* _Problem statement_
Pick out and copy each line of the data below that contains the word "large".

========================================

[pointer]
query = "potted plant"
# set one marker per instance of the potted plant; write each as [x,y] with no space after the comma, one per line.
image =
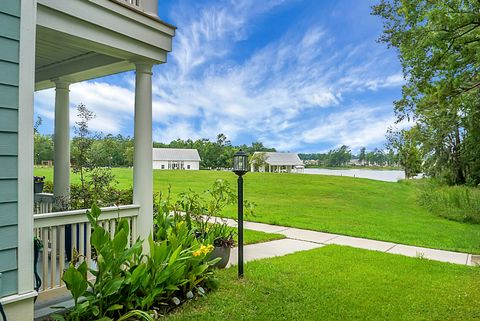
[38,183]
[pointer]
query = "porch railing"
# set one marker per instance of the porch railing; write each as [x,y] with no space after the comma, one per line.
[70,231]
[43,203]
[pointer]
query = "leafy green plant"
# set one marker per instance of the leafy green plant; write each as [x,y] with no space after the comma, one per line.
[458,203]
[202,213]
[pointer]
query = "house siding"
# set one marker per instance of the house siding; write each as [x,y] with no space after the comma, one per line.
[9,81]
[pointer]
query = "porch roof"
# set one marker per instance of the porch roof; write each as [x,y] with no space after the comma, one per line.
[80,40]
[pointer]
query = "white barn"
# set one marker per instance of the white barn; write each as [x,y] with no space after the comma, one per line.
[276,162]
[176,158]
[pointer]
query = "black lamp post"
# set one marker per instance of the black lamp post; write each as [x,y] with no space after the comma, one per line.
[240,167]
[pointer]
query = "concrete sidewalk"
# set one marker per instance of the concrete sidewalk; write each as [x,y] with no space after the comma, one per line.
[300,240]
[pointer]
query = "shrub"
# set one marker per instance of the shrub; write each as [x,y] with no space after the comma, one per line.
[458,203]
[126,280]
[196,211]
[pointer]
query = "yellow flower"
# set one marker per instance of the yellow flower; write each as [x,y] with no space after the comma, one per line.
[206,249]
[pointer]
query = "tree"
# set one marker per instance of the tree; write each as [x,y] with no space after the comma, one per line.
[438,43]
[406,144]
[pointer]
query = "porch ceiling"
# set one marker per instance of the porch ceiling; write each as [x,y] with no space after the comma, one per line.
[49,53]
[77,40]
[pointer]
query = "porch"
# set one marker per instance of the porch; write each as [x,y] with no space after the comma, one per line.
[67,234]
[76,41]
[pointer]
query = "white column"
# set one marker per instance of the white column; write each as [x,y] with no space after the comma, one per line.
[143,158]
[61,162]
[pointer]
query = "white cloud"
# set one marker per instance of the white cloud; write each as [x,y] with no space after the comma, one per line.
[203,91]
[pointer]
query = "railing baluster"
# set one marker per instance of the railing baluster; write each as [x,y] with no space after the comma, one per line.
[89,245]
[61,257]
[53,257]
[134,229]
[45,257]
[74,239]
[81,241]
[51,230]
[112,228]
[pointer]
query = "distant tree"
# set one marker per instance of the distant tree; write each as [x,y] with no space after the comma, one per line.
[438,44]
[406,144]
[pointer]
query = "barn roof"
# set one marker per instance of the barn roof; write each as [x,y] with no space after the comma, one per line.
[175,154]
[273,158]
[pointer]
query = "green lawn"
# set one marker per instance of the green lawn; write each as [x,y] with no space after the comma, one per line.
[252,237]
[341,283]
[345,205]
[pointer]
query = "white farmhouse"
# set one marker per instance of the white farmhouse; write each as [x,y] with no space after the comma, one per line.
[176,158]
[276,162]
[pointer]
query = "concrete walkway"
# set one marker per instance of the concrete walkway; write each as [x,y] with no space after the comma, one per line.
[301,240]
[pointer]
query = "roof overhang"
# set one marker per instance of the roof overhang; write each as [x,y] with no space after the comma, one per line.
[79,40]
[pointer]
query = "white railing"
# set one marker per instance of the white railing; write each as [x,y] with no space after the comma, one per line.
[135,3]
[43,203]
[54,228]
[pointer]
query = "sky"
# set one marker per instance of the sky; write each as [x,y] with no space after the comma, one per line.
[299,76]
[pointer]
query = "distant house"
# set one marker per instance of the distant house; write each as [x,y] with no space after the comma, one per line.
[276,162]
[176,158]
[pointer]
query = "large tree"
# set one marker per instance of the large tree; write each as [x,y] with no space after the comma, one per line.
[438,44]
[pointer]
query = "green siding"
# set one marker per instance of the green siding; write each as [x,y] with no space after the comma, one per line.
[9,26]
[9,74]
[8,144]
[8,213]
[8,120]
[8,260]
[9,96]
[8,237]
[9,49]
[9,166]
[11,7]
[9,82]
[8,190]
[9,283]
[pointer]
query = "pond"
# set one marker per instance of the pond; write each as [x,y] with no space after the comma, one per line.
[380,175]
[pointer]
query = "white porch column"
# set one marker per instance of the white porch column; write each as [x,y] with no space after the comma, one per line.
[143,158]
[61,165]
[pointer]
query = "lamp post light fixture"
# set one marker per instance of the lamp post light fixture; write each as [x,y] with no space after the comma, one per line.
[240,167]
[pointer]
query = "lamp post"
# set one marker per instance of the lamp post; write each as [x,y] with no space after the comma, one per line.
[240,165]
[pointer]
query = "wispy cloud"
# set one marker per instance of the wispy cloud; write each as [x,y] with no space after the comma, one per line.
[293,92]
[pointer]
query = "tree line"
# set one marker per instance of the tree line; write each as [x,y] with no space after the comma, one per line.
[343,156]
[117,151]
[438,45]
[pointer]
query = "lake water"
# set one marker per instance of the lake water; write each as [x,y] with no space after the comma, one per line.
[379,175]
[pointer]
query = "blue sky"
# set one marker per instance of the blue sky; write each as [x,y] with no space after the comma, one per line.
[303,76]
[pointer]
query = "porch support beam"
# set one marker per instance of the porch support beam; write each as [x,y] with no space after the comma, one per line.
[142,162]
[61,168]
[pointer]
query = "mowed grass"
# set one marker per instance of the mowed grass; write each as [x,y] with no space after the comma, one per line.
[341,283]
[351,206]
[253,237]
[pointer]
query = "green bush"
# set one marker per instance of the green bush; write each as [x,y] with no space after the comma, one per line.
[458,203]
[128,280]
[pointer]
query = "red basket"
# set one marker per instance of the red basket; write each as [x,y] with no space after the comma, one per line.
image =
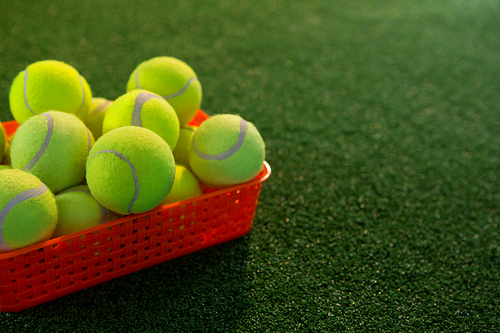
[64,265]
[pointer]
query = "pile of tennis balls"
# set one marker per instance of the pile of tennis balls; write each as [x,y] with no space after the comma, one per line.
[77,161]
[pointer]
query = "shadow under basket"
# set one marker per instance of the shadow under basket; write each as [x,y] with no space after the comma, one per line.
[45,271]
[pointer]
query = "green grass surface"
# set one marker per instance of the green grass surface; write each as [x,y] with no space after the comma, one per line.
[382,126]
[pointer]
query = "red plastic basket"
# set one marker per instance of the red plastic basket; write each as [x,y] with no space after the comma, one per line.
[64,265]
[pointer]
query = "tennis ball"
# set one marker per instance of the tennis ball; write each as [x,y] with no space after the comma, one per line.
[130,170]
[3,142]
[144,109]
[78,210]
[54,147]
[185,186]
[49,85]
[28,211]
[181,149]
[226,150]
[174,80]
[98,108]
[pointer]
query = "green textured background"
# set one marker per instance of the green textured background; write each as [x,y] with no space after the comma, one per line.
[381,120]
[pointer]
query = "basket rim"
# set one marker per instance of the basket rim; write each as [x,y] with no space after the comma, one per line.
[263,176]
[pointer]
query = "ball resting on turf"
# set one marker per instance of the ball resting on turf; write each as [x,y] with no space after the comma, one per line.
[49,85]
[226,150]
[28,212]
[172,79]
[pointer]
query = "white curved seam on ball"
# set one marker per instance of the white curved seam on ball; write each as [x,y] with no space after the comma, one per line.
[104,212]
[140,99]
[41,151]
[192,130]
[180,92]
[83,93]
[25,195]
[89,141]
[100,108]
[26,91]
[227,153]
[136,181]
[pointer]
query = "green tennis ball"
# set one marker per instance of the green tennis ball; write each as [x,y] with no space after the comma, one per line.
[54,147]
[226,150]
[174,80]
[186,186]
[181,149]
[3,142]
[98,108]
[49,85]
[144,109]
[28,212]
[78,210]
[130,170]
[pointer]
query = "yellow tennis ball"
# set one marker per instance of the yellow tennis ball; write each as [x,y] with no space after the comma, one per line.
[144,109]
[49,85]
[173,79]
[54,147]
[78,210]
[28,212]
[226,150]
[130,170]
[186,186]
[181,149]
[98,108]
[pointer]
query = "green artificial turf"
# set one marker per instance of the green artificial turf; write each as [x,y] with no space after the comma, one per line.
[382,126]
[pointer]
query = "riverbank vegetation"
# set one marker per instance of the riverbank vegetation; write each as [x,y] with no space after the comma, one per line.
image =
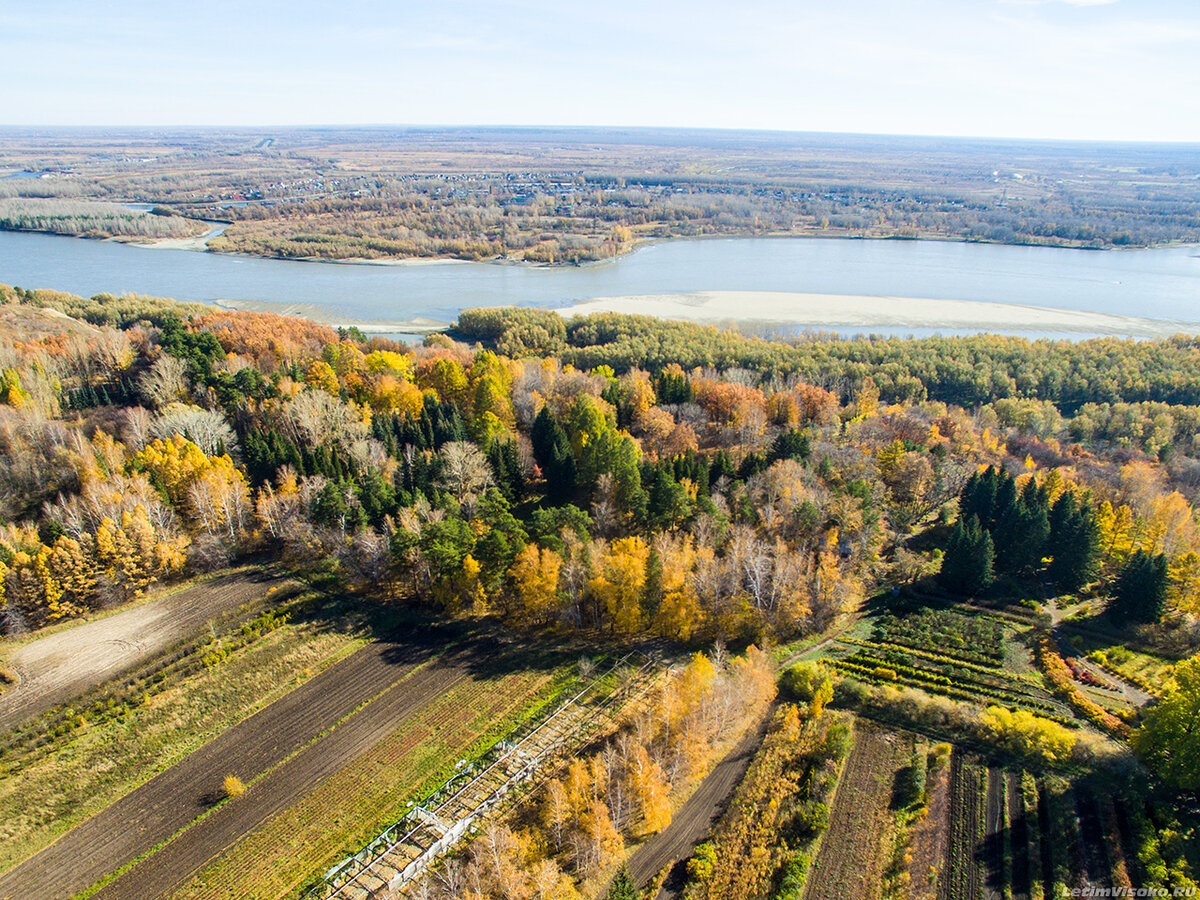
[946,522]
[549,197]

========================================

* _Solved exercise_
query = "large tree"
# set one marker per instance of the large tree; write each as [x,y] with no space after the comma, one per line.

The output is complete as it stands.